WHAT YOU HAVE TO DO >> None of the images should appear in your copy. Transcribe the data in full.

── DATASET RECORDS

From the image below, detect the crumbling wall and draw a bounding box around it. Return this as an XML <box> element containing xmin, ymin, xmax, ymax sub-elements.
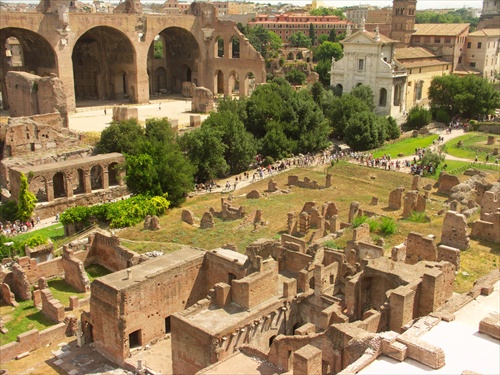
<box><xmin>232</xmin><ymin>263</ymin><xmax>278</xmax><ymax>309</ymax></box>
<box><xmin>471</xmin><ymin>210</ymin><xmax>500</xmax><ymax>243</ymax></box>
<box><xmin>437</xmin><ymin>172</ymin><xmax>460</xmax><ymax>195</ymax></box>
<box><xmin>440</xmin><ymin>211</ymin><xmax>469</xmax><ymax>250</ymax></box>
<box><xmin>41</xmin><ymin>288</ymin><xmax>65</xmax><ymax>322</ymax></box>
<box><xmin>405</xmin><ymin>232</ymin><xmax>437</xmax><ymax>264</ymax></box>
<box><xmin>62</xmin><ymin>246</ymin><xmax>90</xmax><ymax>293</ymax></box>
<box><xmin>85</xmin><ymin>232</ymin><xmax>140</xmax><ymax>271</ymax></box>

────

RESPONSE TO THE EXERCISE >>
From the image below, detect the crumbling wall and draw a bounding box around it. Return this as an XML <box> element containing xmin, ymin, xmax, ymax sub-elements.
<box><xmin>232</xmin><ymin>263</ymin><xmax>278</xmax><ymax>309</ymax></box>
<box><xmin>471</xmin><ymin>210</ymin><xmax>500</xmax><ymax>243</ymax></box>
<box><xmin>437</xmin><ymin>172</ymin><xmax>460</xmax><ymax>195</ymax></box>
<box><xmin>440</xmin><ymin>211</ymin><xmax>469</xmax><ymax>250</ymax></box>
<box><xmin>41</xmin><ymin>288</ymin><xmax>65</xmax><ymax>322</ymax></box>
<box><xmin>405</xmin><ymin>232</ymin><xmax>437</xmax><ymax>264</ymax></box>
<box><xmin>62</xmin><ymin>246</ymin><xmax>90</xmax><ymax>293</ymax></box>
<box><xmin>85</xmin><ymin>232</ymin><xmax>140</xmax><ymax>271</ymax></box>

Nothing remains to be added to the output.